EXERCISE: Line by line, return the listing exactly, without any of the images.

PROVIDED RECORDS:
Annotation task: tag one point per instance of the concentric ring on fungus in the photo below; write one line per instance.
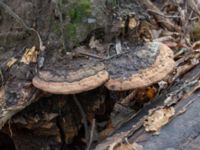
(161, 67)
(84, 79)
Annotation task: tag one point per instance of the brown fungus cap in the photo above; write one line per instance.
(163, 64)
(71, 79)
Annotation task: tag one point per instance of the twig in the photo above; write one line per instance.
(165, 22)
(14, 15)
(83, 116)
(1, 76)
(59, 8)
(91, 134)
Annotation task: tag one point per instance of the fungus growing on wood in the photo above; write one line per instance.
(72, 81)
(140, 67)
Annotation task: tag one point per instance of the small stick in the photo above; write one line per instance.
(91, 135)
(83, 116)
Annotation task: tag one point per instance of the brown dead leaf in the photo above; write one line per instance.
(158, 118)
(11, 62)
(30, 55)
(151, 92)
(122, 146)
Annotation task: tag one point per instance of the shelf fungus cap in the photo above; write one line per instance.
(84, 79)
(150, 64)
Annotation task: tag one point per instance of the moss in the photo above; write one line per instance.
(79, 11)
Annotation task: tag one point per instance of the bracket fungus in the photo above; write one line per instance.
(76, 76)
(140, 67)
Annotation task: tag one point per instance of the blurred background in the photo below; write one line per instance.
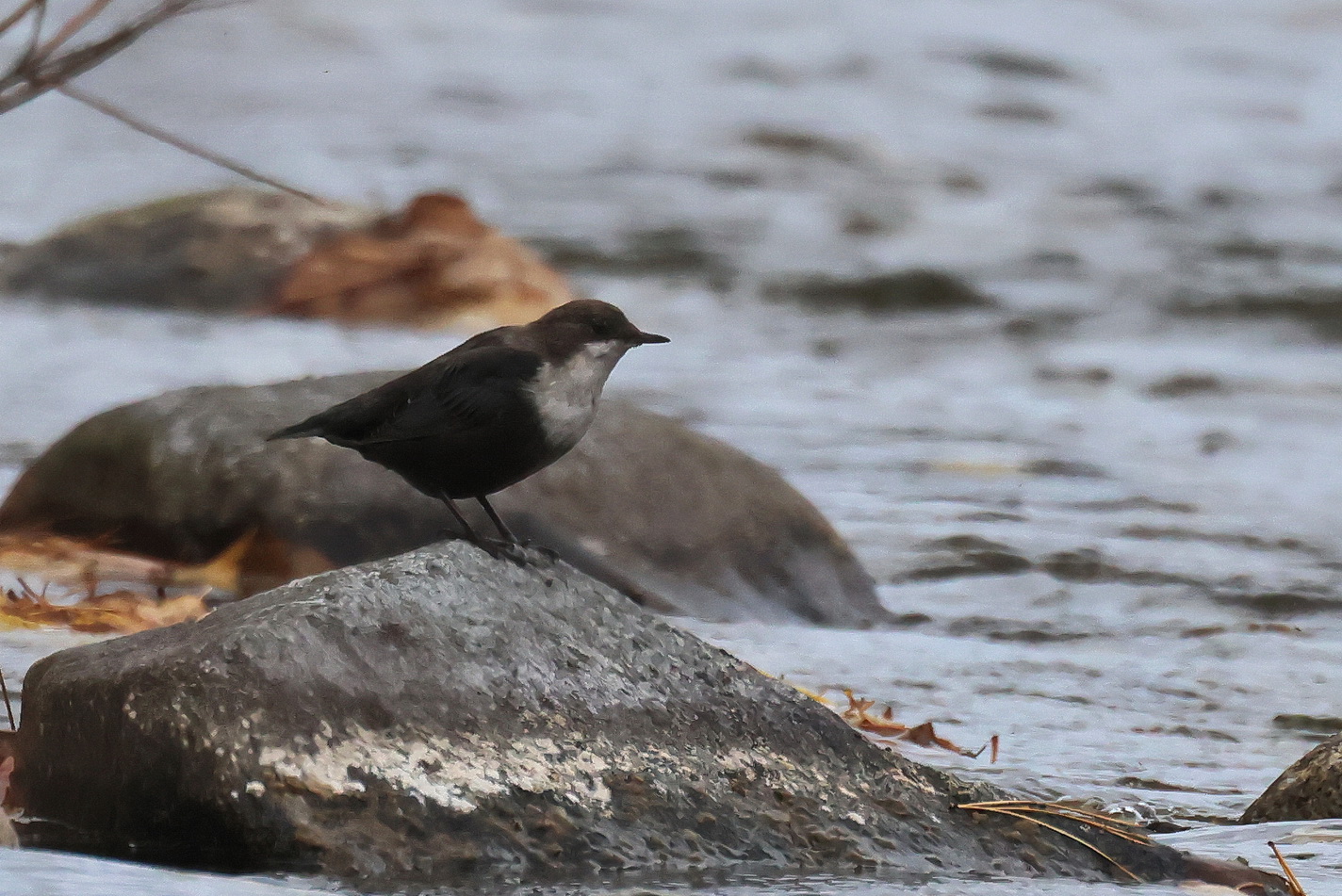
(1037, 300)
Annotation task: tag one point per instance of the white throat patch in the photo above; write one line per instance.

EXERCISE ANSWER:
Annotation task: tag one point per instance of the concentric ring on fungus in the photo below; write one line per instance.
(161, 67)
(84, 79)
Annotation task: tag one point per instance of the brown fungus cap in the photo above; write one line per instance.
(163, 64)
(71, 79)
Annotation task: tag one point per instance of the twig in the photo above; write one line per instance.
(165, 22)
(14, 15)
(83, 116)
(1, 76)
(59, 8)
(91, 134)
Annotation task: tag one point per instance of the fungus growing on wood in the photo above; write one line per instance.
(72, 81)
(140, 67)
Annotation task: tag one point per instance of the small stick in the photo above; write one line per instance.
(91, 135)
(83, 116)
Annotation task: tag one point per instance of the brown dead leaf in the photo above; write one line per instance.
(158, 118)
(11, 62)
(30, 55)
(151, 92)
(122, 146)
Annotation task: tag one point per instance of the shelf fungus cap in the photo above; write one line per instance.
(84, 79)
(150, 64)
Annotation task: tag one point per instance of the moss in the photo above; write one line per instance.
(79, 11)
Annotation task: tag one point per instance of the bracket fungus in the photo above; write one line per instance.
(76, 76)
(140, 67)
Annotation task: tag one point per instance of the blurred background in the photo below; write one line per instance.
(1037, 300)
Annotation task: tag one point per instance of the white throat patch in the photo above; write one line per instance.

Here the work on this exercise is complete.